··· Records for the exercise

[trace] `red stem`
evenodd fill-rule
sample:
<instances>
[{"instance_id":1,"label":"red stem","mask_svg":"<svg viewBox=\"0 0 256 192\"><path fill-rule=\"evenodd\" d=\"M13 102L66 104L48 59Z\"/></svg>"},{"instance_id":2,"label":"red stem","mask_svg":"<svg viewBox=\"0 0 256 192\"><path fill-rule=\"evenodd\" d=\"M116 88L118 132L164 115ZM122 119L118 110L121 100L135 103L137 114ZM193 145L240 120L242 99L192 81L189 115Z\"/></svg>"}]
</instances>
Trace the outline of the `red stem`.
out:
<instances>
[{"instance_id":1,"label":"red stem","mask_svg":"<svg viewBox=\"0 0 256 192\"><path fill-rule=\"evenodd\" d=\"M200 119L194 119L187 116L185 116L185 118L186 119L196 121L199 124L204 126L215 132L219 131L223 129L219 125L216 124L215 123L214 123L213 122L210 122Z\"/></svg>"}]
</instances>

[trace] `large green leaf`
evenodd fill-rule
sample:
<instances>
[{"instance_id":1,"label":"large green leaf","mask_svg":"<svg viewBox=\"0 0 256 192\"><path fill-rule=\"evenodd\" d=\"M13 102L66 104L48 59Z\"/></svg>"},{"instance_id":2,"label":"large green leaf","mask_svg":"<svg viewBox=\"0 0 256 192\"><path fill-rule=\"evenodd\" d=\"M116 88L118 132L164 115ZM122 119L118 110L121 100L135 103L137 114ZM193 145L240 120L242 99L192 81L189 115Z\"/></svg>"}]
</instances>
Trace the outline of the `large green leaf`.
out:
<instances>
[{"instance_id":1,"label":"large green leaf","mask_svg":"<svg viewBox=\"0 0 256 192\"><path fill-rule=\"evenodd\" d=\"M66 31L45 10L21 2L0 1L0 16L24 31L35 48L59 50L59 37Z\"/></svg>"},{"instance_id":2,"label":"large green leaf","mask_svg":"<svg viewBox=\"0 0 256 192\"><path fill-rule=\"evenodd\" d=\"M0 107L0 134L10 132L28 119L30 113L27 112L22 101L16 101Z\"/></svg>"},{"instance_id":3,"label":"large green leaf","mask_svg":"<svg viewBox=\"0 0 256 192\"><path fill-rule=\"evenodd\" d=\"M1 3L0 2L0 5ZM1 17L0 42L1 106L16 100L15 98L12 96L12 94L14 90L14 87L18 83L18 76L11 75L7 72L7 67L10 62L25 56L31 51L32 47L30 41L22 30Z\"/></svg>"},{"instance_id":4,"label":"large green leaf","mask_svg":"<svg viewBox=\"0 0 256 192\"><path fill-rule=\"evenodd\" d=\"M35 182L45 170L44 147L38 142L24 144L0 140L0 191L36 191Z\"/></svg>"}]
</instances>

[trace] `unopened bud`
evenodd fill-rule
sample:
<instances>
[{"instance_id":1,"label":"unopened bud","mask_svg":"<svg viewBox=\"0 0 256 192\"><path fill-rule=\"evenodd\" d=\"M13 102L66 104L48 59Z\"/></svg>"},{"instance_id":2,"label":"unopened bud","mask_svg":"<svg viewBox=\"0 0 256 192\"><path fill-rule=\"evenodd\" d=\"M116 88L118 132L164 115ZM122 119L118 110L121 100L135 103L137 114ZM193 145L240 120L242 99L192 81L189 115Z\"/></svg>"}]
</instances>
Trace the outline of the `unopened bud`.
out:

······

▶ [Work required]: Please report every line above that contains the string "outline", matching case exactly.

▶ [Complete answer]:
Trace the outline of the `red stem`.
Trace the outline of the `large green leaf`.
Trace the outline of the `unopened bud`.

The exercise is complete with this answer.